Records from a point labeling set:
———

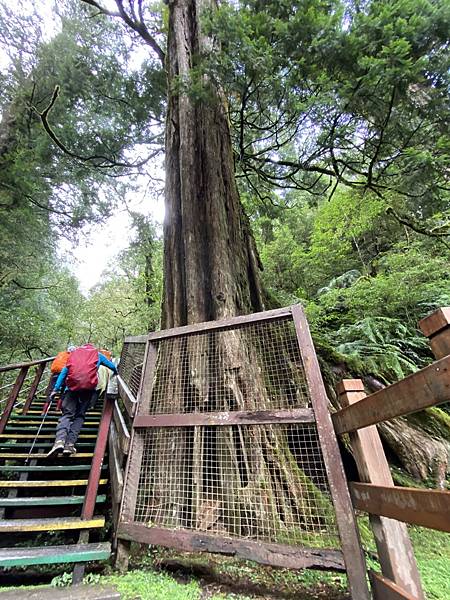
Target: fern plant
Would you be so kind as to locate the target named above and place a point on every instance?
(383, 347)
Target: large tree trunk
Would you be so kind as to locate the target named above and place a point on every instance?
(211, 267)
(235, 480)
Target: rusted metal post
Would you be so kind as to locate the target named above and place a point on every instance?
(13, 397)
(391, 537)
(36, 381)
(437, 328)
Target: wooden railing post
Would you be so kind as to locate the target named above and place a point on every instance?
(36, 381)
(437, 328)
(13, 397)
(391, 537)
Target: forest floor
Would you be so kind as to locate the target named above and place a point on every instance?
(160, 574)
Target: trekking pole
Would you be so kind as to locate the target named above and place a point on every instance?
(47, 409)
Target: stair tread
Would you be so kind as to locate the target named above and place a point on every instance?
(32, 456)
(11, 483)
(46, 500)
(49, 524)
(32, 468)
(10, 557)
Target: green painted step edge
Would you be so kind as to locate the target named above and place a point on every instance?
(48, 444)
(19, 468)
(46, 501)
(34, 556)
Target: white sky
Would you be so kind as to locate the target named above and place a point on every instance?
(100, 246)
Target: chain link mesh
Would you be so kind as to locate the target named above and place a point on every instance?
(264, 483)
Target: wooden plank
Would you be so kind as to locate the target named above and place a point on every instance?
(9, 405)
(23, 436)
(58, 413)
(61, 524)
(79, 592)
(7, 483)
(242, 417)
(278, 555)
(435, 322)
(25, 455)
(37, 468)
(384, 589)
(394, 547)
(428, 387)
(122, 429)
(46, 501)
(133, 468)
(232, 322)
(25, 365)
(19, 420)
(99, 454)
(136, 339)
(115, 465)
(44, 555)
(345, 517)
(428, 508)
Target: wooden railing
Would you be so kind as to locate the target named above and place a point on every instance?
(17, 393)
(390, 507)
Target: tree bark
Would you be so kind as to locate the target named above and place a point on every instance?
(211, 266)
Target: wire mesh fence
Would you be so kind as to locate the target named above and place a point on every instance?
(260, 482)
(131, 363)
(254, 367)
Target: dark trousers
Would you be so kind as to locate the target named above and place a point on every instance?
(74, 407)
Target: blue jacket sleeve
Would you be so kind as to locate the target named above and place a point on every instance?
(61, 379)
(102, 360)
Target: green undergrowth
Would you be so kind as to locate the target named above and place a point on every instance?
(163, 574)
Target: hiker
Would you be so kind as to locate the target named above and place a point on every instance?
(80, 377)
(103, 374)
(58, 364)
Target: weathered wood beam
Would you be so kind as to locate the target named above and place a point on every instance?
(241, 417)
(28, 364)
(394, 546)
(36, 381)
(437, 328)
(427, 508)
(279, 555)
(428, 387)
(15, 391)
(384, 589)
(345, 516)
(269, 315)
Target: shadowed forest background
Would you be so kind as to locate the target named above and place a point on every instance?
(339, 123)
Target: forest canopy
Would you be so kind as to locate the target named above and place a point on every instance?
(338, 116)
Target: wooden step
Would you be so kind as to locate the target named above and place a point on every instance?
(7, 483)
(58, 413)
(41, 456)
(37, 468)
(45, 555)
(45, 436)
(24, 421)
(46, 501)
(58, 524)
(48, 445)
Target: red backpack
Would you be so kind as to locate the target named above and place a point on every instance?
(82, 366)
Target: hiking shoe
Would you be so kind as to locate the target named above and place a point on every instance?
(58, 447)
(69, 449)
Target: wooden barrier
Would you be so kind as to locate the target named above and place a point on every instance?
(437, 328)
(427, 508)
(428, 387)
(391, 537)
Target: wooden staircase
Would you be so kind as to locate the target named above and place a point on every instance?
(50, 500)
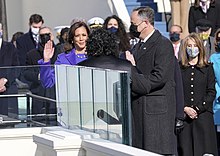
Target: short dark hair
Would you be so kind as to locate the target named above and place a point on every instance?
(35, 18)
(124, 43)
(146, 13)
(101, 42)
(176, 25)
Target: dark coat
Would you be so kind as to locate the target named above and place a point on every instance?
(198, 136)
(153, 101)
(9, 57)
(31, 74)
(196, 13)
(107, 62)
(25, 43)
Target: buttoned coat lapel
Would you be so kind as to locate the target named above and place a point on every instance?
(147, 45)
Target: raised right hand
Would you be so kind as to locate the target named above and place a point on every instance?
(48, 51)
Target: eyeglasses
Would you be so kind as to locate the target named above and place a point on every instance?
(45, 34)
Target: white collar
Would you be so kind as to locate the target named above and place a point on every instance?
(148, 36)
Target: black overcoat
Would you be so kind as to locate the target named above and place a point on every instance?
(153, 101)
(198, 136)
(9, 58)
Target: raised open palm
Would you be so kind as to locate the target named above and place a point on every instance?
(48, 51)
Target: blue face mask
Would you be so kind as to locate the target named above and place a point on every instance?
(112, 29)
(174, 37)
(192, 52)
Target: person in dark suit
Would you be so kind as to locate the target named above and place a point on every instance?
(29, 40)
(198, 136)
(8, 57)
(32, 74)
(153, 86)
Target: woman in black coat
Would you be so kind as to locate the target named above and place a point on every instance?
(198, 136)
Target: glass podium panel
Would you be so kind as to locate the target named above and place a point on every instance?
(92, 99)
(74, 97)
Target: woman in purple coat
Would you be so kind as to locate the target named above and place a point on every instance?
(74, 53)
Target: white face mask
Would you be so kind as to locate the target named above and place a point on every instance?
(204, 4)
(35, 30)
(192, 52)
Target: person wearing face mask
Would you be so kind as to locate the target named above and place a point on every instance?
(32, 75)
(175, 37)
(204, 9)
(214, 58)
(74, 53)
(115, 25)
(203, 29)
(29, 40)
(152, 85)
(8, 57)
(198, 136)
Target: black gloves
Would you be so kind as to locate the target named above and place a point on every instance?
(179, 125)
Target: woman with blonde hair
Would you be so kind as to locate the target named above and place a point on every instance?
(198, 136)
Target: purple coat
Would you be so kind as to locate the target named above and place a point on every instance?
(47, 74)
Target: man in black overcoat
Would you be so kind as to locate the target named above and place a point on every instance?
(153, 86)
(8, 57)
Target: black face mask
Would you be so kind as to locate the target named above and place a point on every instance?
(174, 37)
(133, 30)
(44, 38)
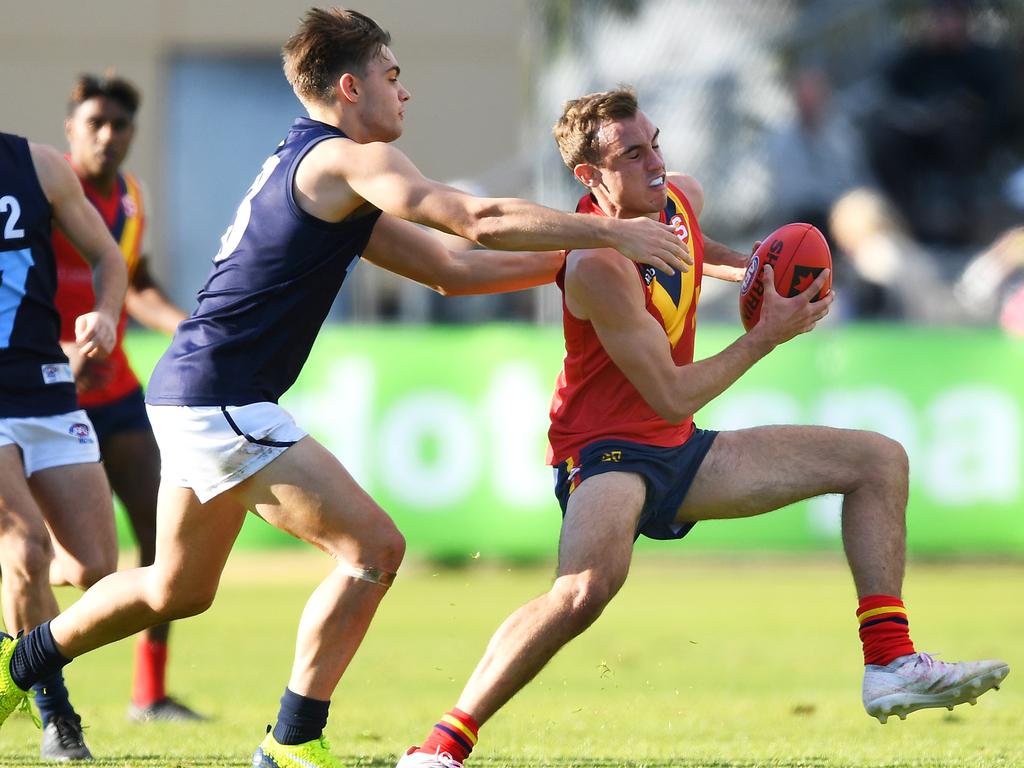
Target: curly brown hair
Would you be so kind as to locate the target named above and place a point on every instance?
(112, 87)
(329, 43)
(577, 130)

———

Arrange everything from the line reading "Target: curly brown hair" down to the end of the items as a Markdown table with the columns Row and Entry, numbering each line in Row and leaving out blank lines.

| Row | Entry |
|---|---|
| 1 | Target: curly brown hair |
| 2 | Would you be so kind as to locate the target named above and place a point on every instance? |
| 3 | (112, 87) |
| 4 | (329, 43) |
| 5 | (577, 130) |